→ **YOUR ASSIGNMENT**: What you give back must match the records below word for word.

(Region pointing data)

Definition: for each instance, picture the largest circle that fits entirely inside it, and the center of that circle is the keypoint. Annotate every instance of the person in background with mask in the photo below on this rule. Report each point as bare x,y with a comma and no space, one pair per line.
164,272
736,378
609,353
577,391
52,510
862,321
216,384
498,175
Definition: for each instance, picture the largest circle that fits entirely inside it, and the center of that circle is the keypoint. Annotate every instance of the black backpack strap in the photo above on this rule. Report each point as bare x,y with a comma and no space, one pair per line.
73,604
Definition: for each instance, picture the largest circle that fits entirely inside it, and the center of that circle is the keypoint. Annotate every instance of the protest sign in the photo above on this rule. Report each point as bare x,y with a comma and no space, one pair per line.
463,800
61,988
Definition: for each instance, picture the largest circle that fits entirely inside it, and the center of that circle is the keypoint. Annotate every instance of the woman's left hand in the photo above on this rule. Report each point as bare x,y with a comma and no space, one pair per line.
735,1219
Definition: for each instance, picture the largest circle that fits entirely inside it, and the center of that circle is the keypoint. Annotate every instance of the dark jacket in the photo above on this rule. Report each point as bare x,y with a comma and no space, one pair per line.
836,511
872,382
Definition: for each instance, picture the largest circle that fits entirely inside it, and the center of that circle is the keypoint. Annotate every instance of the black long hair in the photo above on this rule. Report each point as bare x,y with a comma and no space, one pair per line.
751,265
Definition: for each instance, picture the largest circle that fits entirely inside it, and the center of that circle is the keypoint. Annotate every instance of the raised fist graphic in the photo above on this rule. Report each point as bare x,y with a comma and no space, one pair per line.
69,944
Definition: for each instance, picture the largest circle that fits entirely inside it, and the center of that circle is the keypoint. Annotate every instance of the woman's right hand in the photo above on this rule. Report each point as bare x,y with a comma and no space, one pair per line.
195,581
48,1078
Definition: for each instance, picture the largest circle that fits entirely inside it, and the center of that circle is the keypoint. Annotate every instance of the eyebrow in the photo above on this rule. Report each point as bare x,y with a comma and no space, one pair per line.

→ **OUTPUT BELOW**:
Definition: for each instance, picture the largest circle that fits entirely inside it, and the center of that circle is the keypoint. Annotate every instance of the person in background with mask in the photo below on this rule. Report each point as bare x,y with a comma and no space, one pair per line.
164,272
736,378
609,353
577,391
52,510
862,321
216,384
498,175
Definition: for each instance, picture the largest circle that fits entirely inside it, and the center of that circle is the keypoint. Annotate every instance of the black backpack strap in the photo above on this rule. Report each point as bare x,y with a comma and no space, one pair per line.
73,604
Definition: for each instance, picture the largest circle that fits entirely inside it, and the center of that circle is the keypoint. Annotate every instance of the protest sign in the photo above on this rule. Report each point as bare x,y with a comma and no space, one pair per line.
463,800
61,988
Definition: for each instance, picture the largest circle that fits entirely inside it, and the center of that circle is the keypoint. Annotate every instance of the woman's left hand in the photo above on this rule. Report each point as bare x,y with a comma and no space, one pair per line.
735,1219
Definition: for each instance, picture the largest circle that fits entirely inside it, and the center of that circle is the keypoint. Annotate every instance of the dark jacket in the photo above on this rule. Report each point as bare x,y with a comma and no space, one pair per line.
836,511
872,382
Definition: for each instance, picture the largest circle that fits entirely inside it, and the center of that circle is the keypoint. Annotate every instance of the black long hair in the photo above on this rule. Report each point as bare x,y with a comma and no space, one pair per line.
751,265
Definition: for each instance, picture the largest circle that fits entirely inside it, and the center of that circle is the keypoint. Annotate every instance of the raised fist graphic in the photo above on this rule. Report each point as bare x,y with a comma and no space, one pair per line.
69,944
Definition: for each instance, picture the largest circle that fits entirely inside it, and the center of that circle is the keypoint. Annotate every instance of the woman's right hand in the photo above on this rule. Report each point as bare x,y with a comma and no space, one pair per line.
195,581
48,1078
Definition: for each instance, picture the largest circle that fits entirely inside it, and the center of that circle is the keypoint. Annotate every instance of the eyebrow in the photo above on this rule. Report each point as bare x,y with a comma and no space, one pair per line.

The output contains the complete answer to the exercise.